YOUR GOAL – What is needed is a word-for-word transcript of the listing, free of pictures.
**** TASK INPUTS ****
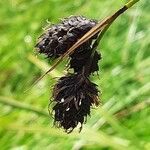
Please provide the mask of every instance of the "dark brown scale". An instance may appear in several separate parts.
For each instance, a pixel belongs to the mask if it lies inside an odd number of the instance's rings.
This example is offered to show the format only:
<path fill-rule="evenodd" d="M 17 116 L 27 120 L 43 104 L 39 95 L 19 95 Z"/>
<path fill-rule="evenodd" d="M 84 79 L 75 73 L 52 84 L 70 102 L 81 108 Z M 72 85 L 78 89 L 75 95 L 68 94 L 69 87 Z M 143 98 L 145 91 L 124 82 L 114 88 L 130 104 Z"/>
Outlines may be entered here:
<path fill-rule="evenodd" d="M 96 85 L 81 74 L 60 78 L 53 93 L 56 102 L 53 107 L 54 123 L 67 132 L 72 131 L 79 123 L 82 126 L 90 115 L 90 107 L 98 104 Z"/>
<path fill-rule="evenodd" d="M 48 58 L 58 58 L 95 25 L 95 20 L 88 20 L 82 16 L 66 18 L 45 31 L 36 44 L 37 51 Z M 88 46 L 90 45 L 91 42 Z M 54 49 L 57 50 L 54 51 Z"/>
<path fill-rule="evenodd" d="M 71 55 L 70 68 L 74 69 L 74 72 L 81 72 L 83 67 L 88 67 L 89 74 L 98 71 L 98 61 L 101 59 L 101 55 L 95 51 L 92 55 L 92 48 L 87 47 L 86 50 L 80 50 Z"/>

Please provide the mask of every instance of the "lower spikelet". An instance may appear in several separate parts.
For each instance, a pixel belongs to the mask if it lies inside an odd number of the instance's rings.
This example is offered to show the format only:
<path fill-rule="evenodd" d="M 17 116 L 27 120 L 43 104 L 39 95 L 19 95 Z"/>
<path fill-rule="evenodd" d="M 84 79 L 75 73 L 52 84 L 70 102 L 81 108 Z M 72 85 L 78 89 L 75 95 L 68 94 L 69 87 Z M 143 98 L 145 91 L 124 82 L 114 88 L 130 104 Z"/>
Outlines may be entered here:
<path fill-rule="evenodd" d="M 71 74 L 59 79 L 53 90 L 56 103 L 54 110 L 54 125 L 62 127 L 70 133 L 79 123 L 85 123 L 90 115 L 90 107 L 98 105 L 98 90 L 82 74 Z"/>

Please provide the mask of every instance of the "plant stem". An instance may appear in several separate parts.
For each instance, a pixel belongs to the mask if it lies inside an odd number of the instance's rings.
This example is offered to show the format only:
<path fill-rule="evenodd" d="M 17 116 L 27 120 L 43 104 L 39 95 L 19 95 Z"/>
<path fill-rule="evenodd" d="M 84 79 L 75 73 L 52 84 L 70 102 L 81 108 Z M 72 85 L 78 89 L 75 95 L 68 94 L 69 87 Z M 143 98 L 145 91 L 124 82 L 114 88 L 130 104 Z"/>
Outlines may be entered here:
<path fill-rule="evenodd" d="M 115 114 L 115 116 L 118 119 L 120 119 L 122 117 L 127 117 L 127 116 L 132 115 L 133 113 L 139 112 L 139 111 L 141 111 L 141 110 L 143 110 L 143 109 L 145 109 L 145 108 L 147 108 L 149 106 L 150 106 L 150 99 L 142 101 L 142 102 L 140 102 L 140 103 L 138 103 L 138 104 L 136 104 L 136 105 L 134 105 L 132 107 L 125 108 L 125 109 L 117 112 Z"/>
<path fill-rule="evenodd" d="M 42 115 L 42 116 L 45 116 L 45 117 L 49 117 L 49 115 L 46 112 L 44 112 L 44 111 L 42 111 L 38 108 L 35 108 L 33 106 L 30 106 L 28 104 L 20 103 L 19 101 L 13 100 L 9 97 L 0 96 L 0 103 L 2 103 L 4 105 L 11 106 L 11 107 L 14 107 L 14 108 L 19 108 L 19 109 L 22 109 L 22 110 L 34 112 L 38 115 Z"/>
<path fill-rule="evenodd" d="M 132 7 L 135 3 L 137 3 L 138 1 L 140 1 L 140 0 L 131 0 L 131 1 L 129 1 L 127 4 L 125 4 L 125 6 L 126 6 L 127 8 L 130 8 L 130 7 Z"/>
****
PROBLEM SOLUTION –
Please provide the mask of every instance of the "dark brown scale". An instance may appear in several separate parts.
For each instance, a pixel belongs to the mask if it lies inside an odd number of the instance's rings.
This example is offered to show the format only:
<path fill-rule="evenodd" d="M 17 116 L 27 120 L 43 104 L 39 95 L 19 95 Z"/>
<path fill-rule="evenodd" d="M 84 79 L 75 73 L 52 84 L 70 102 L 81 108 Z M 72 85 L 78 89 L 75 95 L 68 94 L 69 87 Z M 143 98 L 145 91 L 124 82 L 114 88 L 130 104 Z"/>
Outlines may be entered here:
<path fill-rule="evenodd" d="M 96 85 L 81 74 L 60 78 L 53 93 L 56 102 L 53 107 L 54 123 L 67 132 L 72 131 L 79 123 L 82 126 L 90 115 L 90 107 L 98 104 Z"/>
<path fill-rule="evenodd" d="M 48 58 L 58 58 L 95 25 L 95 20 L 88 20 L 82 16 L 66 18 L 45 31 L 36 44 L 37 51 Z M 88 46 L 90 45 L 91 42 Z M 54 49 L 57 50 L 54 51 Z"/>
<path fill-rule="evenodd" d="M 71 55 L 70 68 L 74 69 L 74 72 L 81 72 L 83 67 L 88 67 L 89 74 L 98 71 L 98 61 L 101 59 L 101 55 L 95 51 L 92 55 L 92 48 L 87 47 L 86 50 L 80 50 Z"/>

Please provide the mask of every instance of the "lower spikelet". An instance may appear in several separate parts.
For each instance, a pixel belongs to the mask if it lies inside an odd number of the instance's rings.
This example is offered to show the format only:
<path fill-rule="evenodd" d="M 17 116 L 27 120 L 43 104 L 39 95 L 19 95 Z"/>
<path fill-rule="evenodd" d="M 84 79 L 75 73 L 52 84 L 70 102 L 81 108 Z M 72 85 L 78 89 L 75 95 L 68 94 L 69 87 Z M 143 98 L 145 91 L 124 82 L 114 88 L 130 104 Z"/>
Outlines may be entered here:
<path fill-rule="evenodd" d="M 71 74 L 59 79 L 53 90 L 56 103 L 54 110 L 54 125 L 62 127 L 70 133 L 79 123 L 85 123 L 90 115 L 90 107 L 98 105 L 98 90 L 82 74 Z"/>

Please provide the mask of every instance of the "plant stem". An instance may appear in several separate parts.
For each instance, a pixel belongs to the mask if it lies inside an odd number of the instance's rings.
This example is offered to show the format only:
<path fill-rule="evenodd" d="M 17 116 L 27 120 L 43 104 L 39 95 L 19 95 Z"/>
<path fill-rule="evenodd" d="M 84 79 L 75 73 L 52 84 L 70 102 L 81 108 Z M 72 85 L 78 89 L 75 95 L 68 94 L 69 87 Z M 143 98 L 145 91 L 124 82 L 114 88 L 130 104 Z"/>
Outlines may be entered here:
<path fill-rule="evenodd" d="M 115 114 L 115 116 L 118 119 L 120 119 L 122 117 L 127 117 L 127 116 L 132 115 L 133 113 L 139 112 L 139 111 L 141 111 L 141 110 L 143 110 L 143 109 L 145 109 L 145 108 L 147 108 L 149 106 L 150 106 L 150 99 L 142 101 L 142 102 L 140 102 L 140 103 L 138 103 L 138 104 L 136 104 L 136 105 L 134 105 L 132 107 L 125 108 L 125 109 L 117 112 Z"/>
<path fill-rule="evenodd" d="M 42 115 L 42 116 L 45 116 L 45 117 L 49 117 L 49 115 L 46 112 L 44 112 L 44 111 L 42 111 L 38 108 L 35 108 L 33 106 L 30 106 L 28 104 L 20 103 L 19 101 L 13 100 L 9 97 L 0 96 L 0 103 L 2 103 L 4 105 L 11 106 L 11 107 L 14 107 L 14 108 L 19 108 L 19 109 L 22 109 L 22 110 L 34 112 L 38 115 Z"/>
<path fill-rule="evenodd" d="M 132 7 L 135 3 L 137 3 L 138 1 L 140 1 L 140 0 L 131 0 L 131 1 L 129 1 L 127 4 L 125 4 L 125 6 L 126 6 L 127 8 L 130 8 L 130 7 Z"/>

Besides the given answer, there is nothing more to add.